PAGE EXCERPT
# # # # #

Postby 97flunkie » Tue Mar 09, 2010 10:05 am

Black Barbie Sold for Less Than White Barbie at Walmart Store
Walmart Says Lower Sales of Ballerina Theresa Barbie Prompted the Price Cut
By ALICE GOMSTYN
ABC NEWS Business Unit

March 9, 2010 —

Walmart is raising eyebrows after cutting the price of a black Barbie doll to nearly half of that of the doll's white counterpart at one store and possibly others.

A photo first posted to the humor Web site FunnyJunk.com and later to the Latino Web site Guanabee.com shows packages of Mattel's Ballerina Barbie and Ballerina Theresa dolls hanging side by side at an unidentified store. The Theresa dolls, which feature brown skin and dark hair, are marked as being on sale at $3.00. The Barbies to the right of the Theresa dolls, meanwhile, retain their original price of $5.93. The dolls look identical aside from their color.

Editors at Guanabee.com said the person responsible for the photo told the Web site that it was taken at a Louisiana Walmart store. The person did not return e-mails from ABCNews.com.

A Walmart spokeswoman, who could not verify the exact store shown in the photo, said that the price change on the Theresa doll was part of the chain's efforts to clear shelf space for its new spring inventory.

"To prepare for (s)pring inventory, a number of items are marked for clearance, " spokeswoman Melissa O'Brien said in an e-mail. "... Both are great dolls. The red price sticker indicates that this particular doll was on clearance when the photo was taken, and though both dolls were priced the same to start, one was marked down due to its lower sales to hopefully increase purchase from customers."

"Pricing like items differently is a part of inventory management in retailing," O'Brien said.

But critics say Walmart should have been more sensitive in its pricing choice.

# # # # #

LISTED ENTRIES
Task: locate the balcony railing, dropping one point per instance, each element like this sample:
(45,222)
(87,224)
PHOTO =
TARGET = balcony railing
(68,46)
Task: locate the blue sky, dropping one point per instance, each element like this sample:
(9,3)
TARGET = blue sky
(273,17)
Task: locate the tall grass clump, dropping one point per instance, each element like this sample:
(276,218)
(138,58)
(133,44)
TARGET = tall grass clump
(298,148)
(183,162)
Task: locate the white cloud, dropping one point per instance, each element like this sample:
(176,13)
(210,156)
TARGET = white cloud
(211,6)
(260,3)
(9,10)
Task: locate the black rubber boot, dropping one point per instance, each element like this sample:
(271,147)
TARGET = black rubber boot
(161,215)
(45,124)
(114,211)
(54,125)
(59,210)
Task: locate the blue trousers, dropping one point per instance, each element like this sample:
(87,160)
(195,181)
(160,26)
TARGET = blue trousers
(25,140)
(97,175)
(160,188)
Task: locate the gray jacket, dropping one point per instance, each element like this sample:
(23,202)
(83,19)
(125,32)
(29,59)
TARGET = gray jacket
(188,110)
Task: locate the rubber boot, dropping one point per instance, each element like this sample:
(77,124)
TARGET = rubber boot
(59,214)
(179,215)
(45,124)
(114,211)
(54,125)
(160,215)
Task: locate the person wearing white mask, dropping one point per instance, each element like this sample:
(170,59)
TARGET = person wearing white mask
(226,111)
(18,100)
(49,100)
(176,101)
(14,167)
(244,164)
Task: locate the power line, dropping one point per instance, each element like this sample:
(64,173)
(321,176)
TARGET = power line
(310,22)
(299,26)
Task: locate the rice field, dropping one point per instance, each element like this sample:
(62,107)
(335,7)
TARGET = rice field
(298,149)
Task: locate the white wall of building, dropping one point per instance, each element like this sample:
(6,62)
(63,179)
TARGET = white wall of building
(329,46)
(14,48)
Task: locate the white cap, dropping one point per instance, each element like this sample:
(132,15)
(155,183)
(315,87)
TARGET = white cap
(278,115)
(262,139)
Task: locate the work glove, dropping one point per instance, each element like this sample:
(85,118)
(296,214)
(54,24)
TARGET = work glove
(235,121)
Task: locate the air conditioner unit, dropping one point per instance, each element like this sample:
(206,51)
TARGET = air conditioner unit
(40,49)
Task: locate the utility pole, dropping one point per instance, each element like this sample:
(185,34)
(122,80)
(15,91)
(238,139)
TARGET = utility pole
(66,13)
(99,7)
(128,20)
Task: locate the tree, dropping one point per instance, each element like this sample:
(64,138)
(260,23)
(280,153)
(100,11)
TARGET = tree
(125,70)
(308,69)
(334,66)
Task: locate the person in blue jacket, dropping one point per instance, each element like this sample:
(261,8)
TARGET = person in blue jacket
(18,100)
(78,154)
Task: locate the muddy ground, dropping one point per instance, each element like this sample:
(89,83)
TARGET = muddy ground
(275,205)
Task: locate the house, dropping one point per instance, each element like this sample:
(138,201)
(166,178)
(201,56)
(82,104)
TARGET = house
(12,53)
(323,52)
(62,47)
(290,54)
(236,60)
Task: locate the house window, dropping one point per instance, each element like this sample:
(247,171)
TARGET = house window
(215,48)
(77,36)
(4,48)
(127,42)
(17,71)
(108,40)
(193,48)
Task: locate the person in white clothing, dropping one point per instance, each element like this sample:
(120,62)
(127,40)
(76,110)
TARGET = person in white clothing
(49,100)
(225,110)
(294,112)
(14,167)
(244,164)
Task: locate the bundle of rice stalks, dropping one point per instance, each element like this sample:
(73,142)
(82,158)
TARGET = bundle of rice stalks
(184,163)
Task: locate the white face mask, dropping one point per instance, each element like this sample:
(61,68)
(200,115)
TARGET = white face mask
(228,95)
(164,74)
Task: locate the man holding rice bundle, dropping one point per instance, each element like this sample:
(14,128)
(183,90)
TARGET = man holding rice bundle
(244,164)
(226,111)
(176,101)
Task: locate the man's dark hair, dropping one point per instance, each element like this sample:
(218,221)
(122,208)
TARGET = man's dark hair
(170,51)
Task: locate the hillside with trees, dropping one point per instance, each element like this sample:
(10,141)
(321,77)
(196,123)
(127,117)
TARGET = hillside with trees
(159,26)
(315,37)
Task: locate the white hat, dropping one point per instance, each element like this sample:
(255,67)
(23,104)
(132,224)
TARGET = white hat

# # # # #

STATED GOAL 1
Write out the passage of the Walmart Barbie article starting at "Editors at Guanabee.com" and ending at "e-mails from ABCNews.com.".
STATED GOAL 2
Please give again the rows starting at the line that contains "Task: locate the person in white" and ending at the last row.

CORRECT OUTPUT 1
Editors at Guanabee.com said the person responsible for the photo told the Web site that it was taken at a Louisiana Walmart store. The person did not return e-mails from ABCNews.com.

CORRECT OUTPUT 2
Task: locate the person in white clothing, dropping one point per instance, each element like this sample:
(120,62)
(127,40)
(76,110)
TARGET = person in white clothing
(49,100)
(225,110)
(294,112)
(14,167)
(244,164)
Task: locate the bundle of rice stalks, dropping one point per instance, each element like this sample:
(73,142)
(82,158)
TARGET = bundle of rice stalks
(184,163)
Task: locate the white face mask, dropping one point per instance, each element like this sample:
(61,68)
(200,115)
TARGET = white face mask
(228,95)
(164,74)
Task: locate the man holding rice bundle, dropping one point per instance, each element like this sample:
(14,128)
(183,90)
TARGET = man holding rice bundle
(244,164)
(226,111)
(176,101)
Task: locate the man's dark hair, dropping one point per instance, each element like this sample:
(218,221)
(122,208)
TARGET = man's dark hair
(170,51)
Task: locate the hillside with trees, dropping one point per instance, each element like this sample:
(10,141)
(321,77)
(196,123)
(127,117)
TARGET = hillside with trees
(159,26)
(315,37)
Task: locate the white hat, dropping one point per instance, each element like this sample:
(255,67)
(23,104)
(132,224)
TARGET = white hat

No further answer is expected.